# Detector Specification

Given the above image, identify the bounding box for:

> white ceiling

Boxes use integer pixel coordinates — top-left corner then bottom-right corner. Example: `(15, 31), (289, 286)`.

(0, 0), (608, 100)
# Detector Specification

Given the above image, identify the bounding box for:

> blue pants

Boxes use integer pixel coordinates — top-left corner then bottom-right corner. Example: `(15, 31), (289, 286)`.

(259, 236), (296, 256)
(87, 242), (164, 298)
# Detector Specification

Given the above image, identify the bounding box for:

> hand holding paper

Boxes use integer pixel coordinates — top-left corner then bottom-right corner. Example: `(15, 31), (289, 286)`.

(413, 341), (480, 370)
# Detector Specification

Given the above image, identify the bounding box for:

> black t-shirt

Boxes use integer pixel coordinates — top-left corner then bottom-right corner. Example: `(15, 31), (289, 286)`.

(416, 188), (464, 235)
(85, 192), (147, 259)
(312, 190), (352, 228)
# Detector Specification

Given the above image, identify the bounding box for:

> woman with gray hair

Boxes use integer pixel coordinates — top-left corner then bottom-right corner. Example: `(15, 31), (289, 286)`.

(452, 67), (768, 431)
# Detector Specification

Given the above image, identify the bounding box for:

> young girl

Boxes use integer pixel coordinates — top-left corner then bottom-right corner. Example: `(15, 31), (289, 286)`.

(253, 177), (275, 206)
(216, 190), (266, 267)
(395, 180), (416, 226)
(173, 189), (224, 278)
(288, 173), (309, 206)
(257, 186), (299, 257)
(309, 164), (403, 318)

Task description
Copy every row above word for word, keeping each line in its original order and form.

Written reply
# Detector Specification

Given the above image, identify the bounding box for:

> white ceiling

Boxes use integer pixel coordinates — top-left corner then bottom-right corner. Example: `(15, 31), (289, 286)`.

(0, 0), (608, 100)
# Detector Specification

Given the above image, identify the bounding box for:

> blue pants

Boxes use integer pixel coordinates — top-left corner then bottom-right corner. Example: `(15, 31), (289, 286)`.

(259, 236), (296, 256)
(87, 242), (164, 298)
# Detector Specification

Given the above image, identify the bounding box for:

> hand holding paper

Boxes use integer pixel coordinates — top-left corner then bottom-right corner. Example: `(15, 31), (289, 286)`.

(413, 341), (480, 370)
# Detector Specification

Given the above image, identify the bounding box for:

> black t-shirt

Boxes use integer pixel coordinates — top-left corner then bottom-right corner. Example: `(15, 31), (289, 286)`.

(416, 188), (464, 235)
(85, 192), (147, 259)
(312, 190), (352, 228)
# Detector Specification

Given the above image, identify the bounding box for:

> woman with gray hair

Boxes use integer pixel coordinates — top-left corner then bottom-right corner. Example: `(15, 31), (289, 286)`.

(452, 67), (768, 431)
# Detector Specification

Given the above image, identify the bounding box for:

> young girl

Boxes use integer pixel coordinates — top-left corner then bottom-right corner. Example: `(15, 31), (289, 286)`.

(253, 177), (275, 206)
(216, 190), (266, 267)
(395, 180), (416, 226)
(173, 189), (224, 278)
(288, 173), (309, 206)
(257, 186), (299, 257)
(309, 164), (403, 318)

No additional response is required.